(Try it):
Please return the stretch of the reflection below from "Like the parable" through "Trust in God.", copied word for word.

(Text provided):

I so wish we would invest in people rather than things. I know myself I can get headstrong on buying, acquiring, and possessing that I miss the real moment.
Like my neighbour next door. She was here six months and one of the first things she said to me was she was dying. I never made more of an effort to befriend her even though we both had art backgrounds because I ‘was busy enough’. Even when a third acquaintance bridged the gap and opened the door I still missed it. Only in the last days when I left a flower at her door did I wake up because of the impact that small gesture made on her.
While being active, focused and determined are good, there is a balance too. To not miss Jesus in everyday occurrences. I suppose that’s the difference between God’s will and our will. God’s Will brings peace, joy and harmony on the inside. Whereas Our Will leaves us feeling empty, seared, not good enough, worried, and insecure. When I was running around doing my thing, I always had this niggling that I ‘should’ be doing this or that and my errands often felt empty, but I always brushed it off with reasoning and the New Age mentality of not ‘shoulding’ on myself. With the neighbour I blew it off with ‘I gave her my number - she could call.’
Perhaps that is a really good indication of how easy it is to miss the second coming. So consumed with plans, goals, ideas of my own agenda, I’m too busy for the important ones. Him. His people.
Like the parable about the wedding feast the king was throwing for his son. Everyone was too busy with their own agendas they killed the messenger to kill their own consciences. The father then invites the lame, the poor and the disabled to fill seats. Saying yes goes a long way and saves much heartache. Being open, willing, honest to get unstuck from my own agenda requires courage. Willing to be led, let go of fear and let a gentle quiet spirit in requires trust. Trust in God.
Like Anna and Simeon, they recognized Christ out of all the babies because they were alert, attuned to His Presence. When I’m busy with ‘I don’t want to,’ ‘I haven’t got time,’ or surround myself with shopping, errands, and activity that’s false pride. A poor country not accepting help from a rich country just because they are rich is denying humanity too. That is false humility.
I was fortunate enough to happen to be in the hospital visiting someone else when I heard my neighbour was there on a different floor. I went to see her and it was only days before she passed. Although extremely weak being in and out of lucidity, all I was able to do is hold her hand for half an hour. I think it brought us both comfort. Me for being available and her for having a presence. I’m not sure she knew who I was but she didn’t let go and squeezed when she came around.
We are all one people, and recognizing that one simple fact can move mountains.

(Information shown):
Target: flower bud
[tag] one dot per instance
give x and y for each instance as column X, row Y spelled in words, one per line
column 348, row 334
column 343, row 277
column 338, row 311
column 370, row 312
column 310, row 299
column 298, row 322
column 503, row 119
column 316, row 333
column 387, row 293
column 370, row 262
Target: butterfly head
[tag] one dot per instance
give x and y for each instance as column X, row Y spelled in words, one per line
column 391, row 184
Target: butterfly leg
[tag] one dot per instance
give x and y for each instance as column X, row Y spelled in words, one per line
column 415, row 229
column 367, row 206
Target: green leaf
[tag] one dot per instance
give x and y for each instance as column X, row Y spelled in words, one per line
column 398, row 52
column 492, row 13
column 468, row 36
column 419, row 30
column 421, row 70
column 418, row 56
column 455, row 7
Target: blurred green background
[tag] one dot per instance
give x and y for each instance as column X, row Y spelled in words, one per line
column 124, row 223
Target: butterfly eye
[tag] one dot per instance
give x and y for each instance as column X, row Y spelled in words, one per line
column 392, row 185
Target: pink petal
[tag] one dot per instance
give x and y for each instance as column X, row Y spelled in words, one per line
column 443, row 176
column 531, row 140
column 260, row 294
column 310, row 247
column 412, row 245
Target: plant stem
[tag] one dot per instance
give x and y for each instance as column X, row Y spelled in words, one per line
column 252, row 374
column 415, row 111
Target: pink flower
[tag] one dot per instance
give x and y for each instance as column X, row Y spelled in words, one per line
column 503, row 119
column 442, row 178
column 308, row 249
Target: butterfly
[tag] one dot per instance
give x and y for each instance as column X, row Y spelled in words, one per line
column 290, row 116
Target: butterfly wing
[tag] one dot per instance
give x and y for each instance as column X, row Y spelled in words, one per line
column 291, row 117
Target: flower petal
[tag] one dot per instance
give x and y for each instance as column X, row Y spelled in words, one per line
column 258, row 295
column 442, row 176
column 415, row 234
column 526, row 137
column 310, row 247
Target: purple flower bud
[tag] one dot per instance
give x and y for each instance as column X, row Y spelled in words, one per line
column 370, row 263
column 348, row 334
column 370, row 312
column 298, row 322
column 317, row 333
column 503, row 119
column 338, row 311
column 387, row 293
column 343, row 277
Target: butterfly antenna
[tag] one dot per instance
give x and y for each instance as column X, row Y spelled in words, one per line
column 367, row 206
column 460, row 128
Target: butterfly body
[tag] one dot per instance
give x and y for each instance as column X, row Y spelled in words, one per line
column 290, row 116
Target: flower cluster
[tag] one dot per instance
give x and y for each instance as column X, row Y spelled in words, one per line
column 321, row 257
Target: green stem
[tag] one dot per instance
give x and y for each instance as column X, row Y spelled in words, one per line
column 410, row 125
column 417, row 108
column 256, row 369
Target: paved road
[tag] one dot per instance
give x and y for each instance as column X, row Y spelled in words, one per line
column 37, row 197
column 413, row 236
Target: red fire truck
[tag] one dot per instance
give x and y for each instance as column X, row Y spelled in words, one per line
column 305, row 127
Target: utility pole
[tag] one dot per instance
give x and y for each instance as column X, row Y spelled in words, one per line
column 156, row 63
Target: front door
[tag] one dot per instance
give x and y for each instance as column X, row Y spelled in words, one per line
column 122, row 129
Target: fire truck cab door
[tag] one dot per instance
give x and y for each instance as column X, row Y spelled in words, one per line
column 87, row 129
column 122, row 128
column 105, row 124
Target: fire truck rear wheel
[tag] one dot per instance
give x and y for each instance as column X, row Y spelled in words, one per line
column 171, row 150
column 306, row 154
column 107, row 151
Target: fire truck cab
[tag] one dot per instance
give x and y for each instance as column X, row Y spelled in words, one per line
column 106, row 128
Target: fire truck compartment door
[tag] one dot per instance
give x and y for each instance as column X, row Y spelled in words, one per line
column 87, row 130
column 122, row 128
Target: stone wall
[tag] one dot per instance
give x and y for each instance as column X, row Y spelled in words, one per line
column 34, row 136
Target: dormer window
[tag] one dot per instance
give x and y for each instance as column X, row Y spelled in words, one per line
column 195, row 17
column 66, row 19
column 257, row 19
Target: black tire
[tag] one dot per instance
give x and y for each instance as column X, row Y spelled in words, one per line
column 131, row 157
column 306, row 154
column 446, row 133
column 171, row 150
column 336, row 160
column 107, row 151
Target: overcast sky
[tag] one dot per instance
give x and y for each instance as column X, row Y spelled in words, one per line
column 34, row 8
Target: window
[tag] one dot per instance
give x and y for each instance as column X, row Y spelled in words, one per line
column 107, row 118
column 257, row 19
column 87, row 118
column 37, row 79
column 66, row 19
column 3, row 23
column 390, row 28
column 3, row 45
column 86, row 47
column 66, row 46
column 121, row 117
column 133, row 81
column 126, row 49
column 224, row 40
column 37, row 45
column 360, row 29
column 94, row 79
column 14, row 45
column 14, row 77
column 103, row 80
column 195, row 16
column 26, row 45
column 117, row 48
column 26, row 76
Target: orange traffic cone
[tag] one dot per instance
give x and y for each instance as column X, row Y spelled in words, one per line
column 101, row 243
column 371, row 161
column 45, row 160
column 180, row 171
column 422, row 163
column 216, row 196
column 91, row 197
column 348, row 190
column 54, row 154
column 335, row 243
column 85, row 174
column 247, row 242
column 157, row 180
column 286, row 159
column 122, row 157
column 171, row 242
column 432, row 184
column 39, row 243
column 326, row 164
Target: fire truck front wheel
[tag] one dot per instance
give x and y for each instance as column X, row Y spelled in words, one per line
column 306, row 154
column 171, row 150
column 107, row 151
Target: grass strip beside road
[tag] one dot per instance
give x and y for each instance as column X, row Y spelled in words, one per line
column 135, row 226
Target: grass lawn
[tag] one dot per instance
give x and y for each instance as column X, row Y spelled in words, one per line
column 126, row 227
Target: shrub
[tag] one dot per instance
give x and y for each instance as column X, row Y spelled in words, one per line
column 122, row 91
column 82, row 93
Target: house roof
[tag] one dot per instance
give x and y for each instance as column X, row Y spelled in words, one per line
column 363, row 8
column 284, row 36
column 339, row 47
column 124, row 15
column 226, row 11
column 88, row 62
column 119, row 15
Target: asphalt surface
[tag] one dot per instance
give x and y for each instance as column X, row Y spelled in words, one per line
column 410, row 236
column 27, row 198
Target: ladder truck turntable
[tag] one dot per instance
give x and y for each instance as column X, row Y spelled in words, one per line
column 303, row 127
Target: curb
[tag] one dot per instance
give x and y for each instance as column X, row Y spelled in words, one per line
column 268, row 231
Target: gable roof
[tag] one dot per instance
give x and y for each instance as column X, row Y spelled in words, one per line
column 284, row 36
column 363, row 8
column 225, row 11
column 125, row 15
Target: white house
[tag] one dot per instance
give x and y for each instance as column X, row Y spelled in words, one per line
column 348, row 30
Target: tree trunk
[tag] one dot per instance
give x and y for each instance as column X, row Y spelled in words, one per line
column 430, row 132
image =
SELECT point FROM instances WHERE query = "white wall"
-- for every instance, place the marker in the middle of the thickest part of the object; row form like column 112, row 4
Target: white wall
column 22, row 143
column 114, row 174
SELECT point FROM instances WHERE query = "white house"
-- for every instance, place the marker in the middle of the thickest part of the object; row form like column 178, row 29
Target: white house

(Written response):
Like the parable about the wedding feast the king was throwing for his son. Everyone was too busy with their own agendas they killed the messenger to kill their own consciences. The father then invites the lame, the poor and the disabled to fill seats. Saying yes goes a long way and saves much heartache. Being open, willing, honest to get unstuck from my own agenda requires courage. Willing to be led, let go of fear and let a gentle quiet spirit in requires trust. Trust in God.